• Task to carry out
The records below need retyping in full; give them again exactly.
----------
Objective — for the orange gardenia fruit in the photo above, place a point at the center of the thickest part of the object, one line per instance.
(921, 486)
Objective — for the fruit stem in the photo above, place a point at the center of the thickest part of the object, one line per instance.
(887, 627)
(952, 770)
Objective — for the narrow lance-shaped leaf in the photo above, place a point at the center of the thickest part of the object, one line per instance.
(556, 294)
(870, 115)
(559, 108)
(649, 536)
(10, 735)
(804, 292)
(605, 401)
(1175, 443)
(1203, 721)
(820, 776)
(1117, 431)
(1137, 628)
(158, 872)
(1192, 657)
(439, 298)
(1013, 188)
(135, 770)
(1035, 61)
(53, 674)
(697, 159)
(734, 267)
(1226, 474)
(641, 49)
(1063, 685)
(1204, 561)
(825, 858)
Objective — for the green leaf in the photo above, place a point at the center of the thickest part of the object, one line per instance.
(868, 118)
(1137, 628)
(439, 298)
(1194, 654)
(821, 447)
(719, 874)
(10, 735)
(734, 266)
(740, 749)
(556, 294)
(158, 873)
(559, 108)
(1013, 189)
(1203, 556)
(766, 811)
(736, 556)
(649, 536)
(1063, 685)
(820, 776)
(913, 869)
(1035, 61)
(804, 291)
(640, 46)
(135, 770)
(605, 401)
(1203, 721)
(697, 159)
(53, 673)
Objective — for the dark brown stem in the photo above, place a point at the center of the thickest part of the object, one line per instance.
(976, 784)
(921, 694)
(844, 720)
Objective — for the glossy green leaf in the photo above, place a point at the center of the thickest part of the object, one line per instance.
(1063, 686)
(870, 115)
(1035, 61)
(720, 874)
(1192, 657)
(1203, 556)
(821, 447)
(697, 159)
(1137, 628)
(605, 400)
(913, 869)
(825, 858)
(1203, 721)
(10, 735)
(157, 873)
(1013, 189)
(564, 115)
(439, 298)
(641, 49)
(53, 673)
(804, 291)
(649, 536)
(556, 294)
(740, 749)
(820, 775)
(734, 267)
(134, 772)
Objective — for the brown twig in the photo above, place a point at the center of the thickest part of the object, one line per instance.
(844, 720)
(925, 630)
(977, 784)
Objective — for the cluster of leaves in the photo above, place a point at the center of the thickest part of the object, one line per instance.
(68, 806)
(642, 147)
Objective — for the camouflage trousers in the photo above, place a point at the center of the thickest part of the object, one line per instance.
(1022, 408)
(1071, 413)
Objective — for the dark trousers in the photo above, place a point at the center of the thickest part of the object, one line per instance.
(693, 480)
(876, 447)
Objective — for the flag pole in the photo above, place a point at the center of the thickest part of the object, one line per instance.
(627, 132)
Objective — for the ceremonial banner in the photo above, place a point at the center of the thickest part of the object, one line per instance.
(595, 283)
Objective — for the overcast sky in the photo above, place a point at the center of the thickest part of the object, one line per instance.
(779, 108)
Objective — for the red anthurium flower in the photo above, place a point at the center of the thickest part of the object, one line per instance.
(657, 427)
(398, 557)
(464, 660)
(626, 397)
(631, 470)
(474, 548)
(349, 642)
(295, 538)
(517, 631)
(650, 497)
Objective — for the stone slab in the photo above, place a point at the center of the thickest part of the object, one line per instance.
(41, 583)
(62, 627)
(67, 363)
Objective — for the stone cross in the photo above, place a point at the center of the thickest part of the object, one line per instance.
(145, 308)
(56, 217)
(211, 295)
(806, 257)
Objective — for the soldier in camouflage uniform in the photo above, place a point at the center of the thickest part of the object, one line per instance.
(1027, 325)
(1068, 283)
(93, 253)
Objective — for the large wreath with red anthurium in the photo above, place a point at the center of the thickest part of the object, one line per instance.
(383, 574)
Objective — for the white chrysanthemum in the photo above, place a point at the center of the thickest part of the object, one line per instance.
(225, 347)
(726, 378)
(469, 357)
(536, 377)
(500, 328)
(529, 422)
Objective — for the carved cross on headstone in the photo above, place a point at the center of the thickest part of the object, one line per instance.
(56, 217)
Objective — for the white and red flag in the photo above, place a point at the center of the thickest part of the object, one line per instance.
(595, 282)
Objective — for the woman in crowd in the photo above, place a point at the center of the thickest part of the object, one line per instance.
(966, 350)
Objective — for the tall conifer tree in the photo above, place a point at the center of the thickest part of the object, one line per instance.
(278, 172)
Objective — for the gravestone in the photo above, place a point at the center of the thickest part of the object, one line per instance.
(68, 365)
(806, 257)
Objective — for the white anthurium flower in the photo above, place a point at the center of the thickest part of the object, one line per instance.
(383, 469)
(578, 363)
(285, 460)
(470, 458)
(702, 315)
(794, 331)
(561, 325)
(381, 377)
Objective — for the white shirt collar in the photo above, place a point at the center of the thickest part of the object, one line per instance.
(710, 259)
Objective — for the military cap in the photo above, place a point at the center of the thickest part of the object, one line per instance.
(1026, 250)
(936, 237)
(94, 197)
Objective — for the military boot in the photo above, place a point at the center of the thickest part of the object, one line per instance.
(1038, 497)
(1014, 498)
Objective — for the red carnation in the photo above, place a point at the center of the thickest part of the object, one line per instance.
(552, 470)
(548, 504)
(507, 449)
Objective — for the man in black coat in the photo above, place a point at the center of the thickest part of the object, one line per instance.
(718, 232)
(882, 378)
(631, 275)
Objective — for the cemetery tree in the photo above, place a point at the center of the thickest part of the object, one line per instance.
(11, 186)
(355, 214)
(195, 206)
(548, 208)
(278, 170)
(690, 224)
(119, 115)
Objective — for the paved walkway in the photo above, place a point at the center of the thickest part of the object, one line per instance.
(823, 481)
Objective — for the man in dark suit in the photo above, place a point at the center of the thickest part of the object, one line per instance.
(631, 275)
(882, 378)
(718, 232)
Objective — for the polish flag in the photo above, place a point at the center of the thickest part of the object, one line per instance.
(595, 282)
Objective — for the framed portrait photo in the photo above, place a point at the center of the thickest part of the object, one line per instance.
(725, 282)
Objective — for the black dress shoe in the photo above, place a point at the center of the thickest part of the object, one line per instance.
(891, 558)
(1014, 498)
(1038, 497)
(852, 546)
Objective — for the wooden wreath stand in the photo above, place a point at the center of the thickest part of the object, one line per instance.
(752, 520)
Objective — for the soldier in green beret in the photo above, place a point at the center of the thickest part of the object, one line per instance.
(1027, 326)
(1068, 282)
----------
• Result of the task
Objective — for the orange gardenia fruit in the photo above, place a point at the center of the thickest part of the object, one line per instance.
(921, 486)
Objective — for the fruit stem in the photo above, place a point at the center of the thickest part of the object, one line per instance.
(887, 627)
(952, 770)
Objective — for the narrow lance-shaped leaf in the photo above, place a point at the center of the thickest part of the object, one line per instance.
(556, 294)
(870, 115)
(559, 108)
(649, 536)
(10, 735)
(804, 292)
(605, 401)
(1175, 443)
(1203, 721)
(820, 776)
(1117, 431)
(1137, 628)
(158, 872)
(1192, 657)
(439, 298)
(1013, 188)
(135, 770)
(1035, 61)
(53, 674)
(697, 159)
(734, 267)
(1226, 474)
(641, 49)
(1063, 685)
(1204, 561)
(825, 858)
Objective — for the green leaf in the photo above, place a point at the center of the thickest part of the object, one line per instance.
(868, 118)
(1137, 628)
(439, 298)
(1194, 654)
(821, 447)
(719, 874)
(10, 735)
(734, 266)
(740, 749)
(556, 294)
(158, 873)
(559, 108)
(1013, 189)
(1203, 556)
(766, 811)
(736, 556)
(649, 536)
(1063, 685)
(820, 776)
(913, 869)
(1035, 61)
(804, 291)
(640, 46)
(135, 770)
(605, 401)
(1203, 721)
(697, 159)
(53, 673)
Objective — for the dark brown stem in the photo above, place a point at the center of the thickest part of the object, one line per instance.
(976, 784)
(921, 694)
(844, 720)
Objective — for the glossy green leaf in the photo above, place a point at the center of the thickest part of the object, one line per instance.
(1063, 686)
(870, 115)
(1035, 61)
(720, 874)
(1192, 657)
(1203, 556)
(821, 447)
(697, 159)
(1137, 628)
(605, 400)
(913, 869)
(825, 858)
(1203, 721)
(10, 735)
(157, 873)
(1013, 189)
(564, 115)
(439, 298)
(641, 49)
(53, 673)
(804, 291)
(649, 536)
(556, 294)
(740, 749)
(820, 775)
(734, 267)
(134, 772)
Objective — for the brown twig in the photo above, place a point at the center of the thickest part of the object, one line per instance.
(844, 720)
(925, 630)
(977, 784)
Objective — for the cluster of leaves in the photo above, place a point at the center of the thickest part of the object, one line per instance.
(68, 806)
(642, 147)
Objective — for the camouflage trousers in the photo above, place a point at the center of the thickest part of the object, one line per instance.
(1022, 408)
(1071, 413)
Objective — for the dark trousers in the photo above, place a point at the center of the thickest part of the object, one line per instance.
(693, 480)
(876, 447)
Objective — for the flag pole in the photo above, place a point at the center of the thickest part of the object, one line per instance.
(627, 132)
Objective — for the ceremonial banner in the photo above, place a point at the center of the thickest part of the object, one line per instance.
(595, 283)
Objective — for the overcast sky in the photo above, place a point at the center of the thickest part of the object, one line per instance.
(779, 108)
Objective — for the red anthurium flower in the photo above, place a point at the center of the thickest part of the object, one line per instance.
(657, 427)
(398, 557)
(464, 660)
(626, 397)
(631, 470)
(474, 548)
(349, 642)
(295, 538)
(517, 631)
(650, 497)
Objective — for the stone slab in the photo above, place a point at the center of the thickest part of the object, one line per instance.
(41, 583)
(62, 627)
(67, 363)
Objective — for the stone cross in the photo above, place a point at the center of the thickest part of the object, one line per instance.
(145, 308)
(56, 217)
(211, 295)
(806, 257)
Objective — for the soldier in camouflage uniform in the photo above, place a point at the center of the thickest part of the object, one line per instance.
(1027, 325)
(1068, 283)
(93, 253)
Objective — for the large wreath with red anthurium in the photo above, place a point at the center of the thickest part of the object, one line per instance.
(383, 574)
Objective — for the white chrysanthemum in the photo above, place a point at the center of the thickest part of the object, one line per instance.
(225, 347)
(726, 378)
(469, 357)
(536, 377)
(500, 328)
(529, 422)
Objective — for the carved cross on headstone in the photo above, place a point at the center of the thickest part of the object, one line per instance.
(56, 217)
Objective — for the white and red flag in the photo above, place a point at the center of the thickest part of the object, one line per instance.
(595, 282)
Objective — for the woman in crowd in the photo above, place a point at the center of the thickest part of the object, one line per instance.
(966, 350)
Objective — for the tall conifer tree in the photo above, place a point at the center of the thickest part of the object, one line per instance.
(278, 172)
Objective — for the gravestone in the photo above, place a point at the center of the thickest part of the object, one line per instance.
(68, 365)
(806, 257)
Objective — for the white anthurium flower in the photo above, place a point at the center of the thickest part of the object, one line per instance.
(383, 469)
(578, 363)
(285, 460)
(470, 458)
(702, 315)
(794, 331)
(561, 325)
(381, 377)
Objective — for the white shirt collar in the photo above, place a point at the center of the thickest part of the object, one line per instance.
(710, 259)
Objective — for the military cap in the photo above, place a point at the center of the thickest part of the object, one line per instance.
(1026, 250)
(936, 237)
(94, 197)
Objective — for the military boot in the photo above, place a point at the center of the thickest part of the object, one line per instance.
(1038, 497)
(1014, 498)
Objective — for the red carnation in the photo above, place a point at the center of the thickest part of the object, one line per instance.
(552, 470)
(548, 504)
(507, 449)
Objective — for the man in black coat in the photo above, place a point at the center of the thickest part of the object, one line per instance.
(718, 232)
(882, 378)
(631, 275)
Objective — for the cemetery tree in the photo above, place a point at the center of the thickest part of the object, one line per instance.
(11, 186)
(355, 214)
(195, 206)
(548, 208)
(278, 170)
(690, 224)
(119, 115)
Objective — for the paved walkway in the photo above, place a point at the center of the thickest part of the object, one line per instance.
(823, 481)
Objective — for the man in dark suit in the photo above, place a point at the center of the thickest part of the object, one line per instance.
(631, 275)
(882, 378)
(718, 232)
Objective — for the polish flag in the photo above, place a point at the center of the thickest part of the object, one line per instance.
(595, 282)
Objective — for the framed portrait photo in the photo above, place a point at the center of the thickest part of the object, one line per instance.
(725, 282)
Objective — for the black dress shoe in the photo above, place a point at the center of the thickest part of the object, one line per instance.
(891, 558)
(1014, 498)
(1038, 497)
(852, 546)
Objective — for the wooden wreath stand in the photo above, place a point at the center of the thickest part of the object, one line per instance.
(752, 520)
Objective — for the soldier in green beret in the photo above, place a point at the center of the thickest part of the object, one line per instance.
(1027, 326)
(1068, 282)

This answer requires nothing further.